━━━ Texto ━━━
EL PIE Y LOS CRUCIFICADOS DE SEVILLA
El Cristo de la Clemencia de la Catedral.
El “Cristo de la Clemencia” fue un
encargo personal de Mateo Vázquez de Leca, arcediano de Carmona y canónigo de la
Catedral de Sevilla, a Juan
Martínez Montañez en 1603, para su oratorio particular en la collación de San Nicolás, en cuya cabecera deseaba tener
un crucificado. Se supone que a pesar de su juventud debería tener una buena
situación económica, por sus lazos de sangre,
para permitirse este lujo, pues compensó al escultor con 600 ducados, más otros 300 en
los que se estipuló la obra, más 2 cahices de trigo.
━━━ Datos proporcionados ━━━
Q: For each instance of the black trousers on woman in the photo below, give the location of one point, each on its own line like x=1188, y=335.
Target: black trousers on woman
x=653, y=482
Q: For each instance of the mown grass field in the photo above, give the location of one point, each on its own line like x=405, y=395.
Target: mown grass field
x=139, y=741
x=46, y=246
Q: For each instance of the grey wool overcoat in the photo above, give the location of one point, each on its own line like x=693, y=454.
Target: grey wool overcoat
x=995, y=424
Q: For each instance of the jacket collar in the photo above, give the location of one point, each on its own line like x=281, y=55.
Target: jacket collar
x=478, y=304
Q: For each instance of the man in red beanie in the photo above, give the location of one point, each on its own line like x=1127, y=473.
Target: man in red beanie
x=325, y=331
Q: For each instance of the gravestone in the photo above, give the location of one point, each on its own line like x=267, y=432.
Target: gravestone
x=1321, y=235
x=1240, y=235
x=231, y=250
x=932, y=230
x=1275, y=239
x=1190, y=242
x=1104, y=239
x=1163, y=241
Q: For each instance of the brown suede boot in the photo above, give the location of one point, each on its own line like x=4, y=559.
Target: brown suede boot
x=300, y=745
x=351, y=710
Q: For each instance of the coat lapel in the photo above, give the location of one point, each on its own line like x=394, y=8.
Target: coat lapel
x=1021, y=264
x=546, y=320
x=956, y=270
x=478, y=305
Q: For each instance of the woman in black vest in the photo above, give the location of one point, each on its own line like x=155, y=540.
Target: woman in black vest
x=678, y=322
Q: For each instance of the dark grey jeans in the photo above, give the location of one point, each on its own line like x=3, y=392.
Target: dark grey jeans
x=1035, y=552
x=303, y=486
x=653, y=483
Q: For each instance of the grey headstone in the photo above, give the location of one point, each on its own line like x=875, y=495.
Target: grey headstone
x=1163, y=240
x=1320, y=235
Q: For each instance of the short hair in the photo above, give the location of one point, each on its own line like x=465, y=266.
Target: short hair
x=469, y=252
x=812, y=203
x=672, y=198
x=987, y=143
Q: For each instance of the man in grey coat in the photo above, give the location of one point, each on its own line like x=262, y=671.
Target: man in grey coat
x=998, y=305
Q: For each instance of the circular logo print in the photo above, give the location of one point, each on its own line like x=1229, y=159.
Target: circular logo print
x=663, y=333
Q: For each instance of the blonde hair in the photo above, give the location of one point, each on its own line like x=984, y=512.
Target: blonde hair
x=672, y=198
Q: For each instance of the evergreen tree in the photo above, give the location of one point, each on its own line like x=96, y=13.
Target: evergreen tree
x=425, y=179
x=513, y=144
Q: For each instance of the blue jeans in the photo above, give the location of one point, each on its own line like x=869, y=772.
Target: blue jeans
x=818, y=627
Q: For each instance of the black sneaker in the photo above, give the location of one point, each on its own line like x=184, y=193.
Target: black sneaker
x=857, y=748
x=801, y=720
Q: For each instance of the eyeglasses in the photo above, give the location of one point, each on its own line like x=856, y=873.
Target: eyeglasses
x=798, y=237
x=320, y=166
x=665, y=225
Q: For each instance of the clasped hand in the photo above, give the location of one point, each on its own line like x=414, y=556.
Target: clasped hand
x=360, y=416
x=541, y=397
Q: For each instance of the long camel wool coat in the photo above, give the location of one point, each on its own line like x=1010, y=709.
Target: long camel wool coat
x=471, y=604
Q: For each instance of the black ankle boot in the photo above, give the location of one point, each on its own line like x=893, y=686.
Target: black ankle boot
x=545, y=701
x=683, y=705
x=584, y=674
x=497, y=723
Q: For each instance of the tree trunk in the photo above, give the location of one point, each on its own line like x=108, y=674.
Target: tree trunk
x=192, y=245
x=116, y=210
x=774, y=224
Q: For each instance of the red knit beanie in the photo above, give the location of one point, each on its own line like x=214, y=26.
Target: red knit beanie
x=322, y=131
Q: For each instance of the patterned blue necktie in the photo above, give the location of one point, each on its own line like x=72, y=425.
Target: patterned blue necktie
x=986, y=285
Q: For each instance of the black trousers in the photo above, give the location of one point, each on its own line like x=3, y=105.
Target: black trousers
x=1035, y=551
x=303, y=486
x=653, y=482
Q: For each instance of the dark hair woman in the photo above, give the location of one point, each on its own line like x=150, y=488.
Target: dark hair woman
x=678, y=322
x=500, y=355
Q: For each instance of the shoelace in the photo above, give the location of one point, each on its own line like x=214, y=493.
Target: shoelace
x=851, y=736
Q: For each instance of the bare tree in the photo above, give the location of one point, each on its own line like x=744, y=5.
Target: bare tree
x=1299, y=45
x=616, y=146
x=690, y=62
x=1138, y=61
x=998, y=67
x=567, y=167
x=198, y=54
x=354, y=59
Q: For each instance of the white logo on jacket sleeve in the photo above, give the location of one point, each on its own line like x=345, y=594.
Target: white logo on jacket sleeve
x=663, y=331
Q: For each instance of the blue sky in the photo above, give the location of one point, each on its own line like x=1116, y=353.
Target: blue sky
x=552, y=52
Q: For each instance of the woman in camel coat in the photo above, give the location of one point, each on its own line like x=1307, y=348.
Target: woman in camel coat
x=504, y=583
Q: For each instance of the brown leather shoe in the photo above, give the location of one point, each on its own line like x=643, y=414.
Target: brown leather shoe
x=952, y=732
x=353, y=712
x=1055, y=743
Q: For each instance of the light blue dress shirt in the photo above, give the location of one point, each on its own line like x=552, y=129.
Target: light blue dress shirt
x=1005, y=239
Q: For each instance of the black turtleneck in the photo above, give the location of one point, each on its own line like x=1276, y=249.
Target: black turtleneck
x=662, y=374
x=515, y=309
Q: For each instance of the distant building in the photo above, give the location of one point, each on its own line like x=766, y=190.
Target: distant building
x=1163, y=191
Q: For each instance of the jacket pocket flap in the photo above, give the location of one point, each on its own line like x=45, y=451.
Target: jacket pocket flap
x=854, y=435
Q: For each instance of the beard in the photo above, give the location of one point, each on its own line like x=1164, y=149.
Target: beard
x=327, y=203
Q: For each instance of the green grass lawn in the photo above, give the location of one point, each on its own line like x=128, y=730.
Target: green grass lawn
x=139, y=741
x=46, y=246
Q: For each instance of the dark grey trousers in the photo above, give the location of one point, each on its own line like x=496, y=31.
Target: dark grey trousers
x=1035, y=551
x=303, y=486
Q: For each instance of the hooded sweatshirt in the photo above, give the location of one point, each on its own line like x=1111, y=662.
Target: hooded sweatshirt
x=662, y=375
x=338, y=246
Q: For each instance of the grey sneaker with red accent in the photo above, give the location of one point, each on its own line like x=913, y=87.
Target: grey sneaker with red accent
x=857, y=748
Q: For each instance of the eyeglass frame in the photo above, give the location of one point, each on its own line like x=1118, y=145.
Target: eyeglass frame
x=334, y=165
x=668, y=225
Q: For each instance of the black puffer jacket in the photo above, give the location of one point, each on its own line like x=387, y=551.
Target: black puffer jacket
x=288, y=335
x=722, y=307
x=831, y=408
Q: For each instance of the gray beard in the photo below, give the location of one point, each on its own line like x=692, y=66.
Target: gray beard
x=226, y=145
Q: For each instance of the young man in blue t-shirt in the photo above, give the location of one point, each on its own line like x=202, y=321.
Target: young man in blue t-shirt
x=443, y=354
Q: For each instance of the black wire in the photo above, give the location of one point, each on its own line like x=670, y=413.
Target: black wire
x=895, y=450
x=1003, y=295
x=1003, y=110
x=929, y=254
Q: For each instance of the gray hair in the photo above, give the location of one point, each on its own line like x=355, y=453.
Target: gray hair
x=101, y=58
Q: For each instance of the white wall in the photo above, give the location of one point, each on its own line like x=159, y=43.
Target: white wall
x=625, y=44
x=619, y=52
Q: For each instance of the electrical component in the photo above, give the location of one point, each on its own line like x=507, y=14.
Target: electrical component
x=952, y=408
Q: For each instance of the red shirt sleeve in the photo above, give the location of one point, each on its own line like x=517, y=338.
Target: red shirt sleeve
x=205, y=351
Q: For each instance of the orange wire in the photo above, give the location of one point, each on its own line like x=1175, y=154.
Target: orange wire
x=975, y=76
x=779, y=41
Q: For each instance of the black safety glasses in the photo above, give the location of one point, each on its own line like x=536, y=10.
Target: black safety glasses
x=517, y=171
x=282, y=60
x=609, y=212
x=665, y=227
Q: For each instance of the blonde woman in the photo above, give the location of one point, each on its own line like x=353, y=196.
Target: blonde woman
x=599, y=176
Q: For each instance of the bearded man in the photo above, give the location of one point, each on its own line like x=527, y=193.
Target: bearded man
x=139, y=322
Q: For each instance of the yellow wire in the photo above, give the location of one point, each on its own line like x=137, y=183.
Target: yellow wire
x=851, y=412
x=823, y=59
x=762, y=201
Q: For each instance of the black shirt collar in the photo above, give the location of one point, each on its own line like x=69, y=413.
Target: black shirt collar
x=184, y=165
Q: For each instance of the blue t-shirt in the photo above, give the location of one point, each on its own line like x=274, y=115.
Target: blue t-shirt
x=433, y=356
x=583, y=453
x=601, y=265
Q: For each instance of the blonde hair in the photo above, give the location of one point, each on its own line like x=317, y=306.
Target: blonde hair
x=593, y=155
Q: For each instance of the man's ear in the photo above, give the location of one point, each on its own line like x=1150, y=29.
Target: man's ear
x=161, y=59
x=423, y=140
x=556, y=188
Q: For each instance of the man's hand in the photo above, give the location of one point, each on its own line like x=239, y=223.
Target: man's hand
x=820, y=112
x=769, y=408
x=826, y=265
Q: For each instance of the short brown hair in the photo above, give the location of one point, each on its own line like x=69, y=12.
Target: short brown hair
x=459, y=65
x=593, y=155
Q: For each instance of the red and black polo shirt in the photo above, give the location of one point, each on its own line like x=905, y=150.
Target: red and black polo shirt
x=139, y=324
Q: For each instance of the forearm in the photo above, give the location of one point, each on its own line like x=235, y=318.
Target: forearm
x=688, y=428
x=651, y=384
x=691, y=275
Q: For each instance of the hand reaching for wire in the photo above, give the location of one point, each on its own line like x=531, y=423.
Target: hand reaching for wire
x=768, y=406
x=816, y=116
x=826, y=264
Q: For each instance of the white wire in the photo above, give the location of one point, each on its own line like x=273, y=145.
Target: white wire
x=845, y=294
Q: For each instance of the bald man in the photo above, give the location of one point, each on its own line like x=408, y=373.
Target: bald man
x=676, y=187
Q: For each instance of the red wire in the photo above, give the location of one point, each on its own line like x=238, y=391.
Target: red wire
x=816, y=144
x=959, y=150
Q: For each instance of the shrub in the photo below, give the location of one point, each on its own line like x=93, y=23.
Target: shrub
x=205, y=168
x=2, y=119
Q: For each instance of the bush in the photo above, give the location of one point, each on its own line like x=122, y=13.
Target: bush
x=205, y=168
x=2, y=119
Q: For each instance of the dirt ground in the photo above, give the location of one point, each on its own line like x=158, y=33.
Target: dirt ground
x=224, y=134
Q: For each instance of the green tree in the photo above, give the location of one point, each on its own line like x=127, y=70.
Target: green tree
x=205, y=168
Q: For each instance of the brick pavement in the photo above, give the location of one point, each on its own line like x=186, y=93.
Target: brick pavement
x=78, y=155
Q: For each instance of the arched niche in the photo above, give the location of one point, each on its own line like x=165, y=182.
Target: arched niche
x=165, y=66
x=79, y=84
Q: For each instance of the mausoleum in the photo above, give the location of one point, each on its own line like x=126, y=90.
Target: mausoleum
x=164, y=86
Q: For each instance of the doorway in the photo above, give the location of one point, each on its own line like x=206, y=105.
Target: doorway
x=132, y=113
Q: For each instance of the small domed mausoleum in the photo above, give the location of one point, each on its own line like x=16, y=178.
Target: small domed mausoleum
━━━
• Objetivos:
1. Responde a estas preguntas sobre el texto del Cristo de la Clemencia:
(a) ¿Qué cargos tenía Mateo Vázquez de Leca?
(b) ¿En qué collación estaba su oratorio particular?
(c) ¿Cuánto trigo recibió el escultor además de los ducados?
2. Reúne todas las filas de los datos que contengan la palabra "field".

• Respuestas por tarea:
1.
(a) Era arcediano de Carmona y canónigo de la Catedral de Sevilla.
(b) En la collación de San Nicolás.
(c) 2 cahices de trigo.

2.
Q: For each instance of the mown grass field in the photo above, give the location of one point, each on its own line like x=405, y=395.
Target: mown grass field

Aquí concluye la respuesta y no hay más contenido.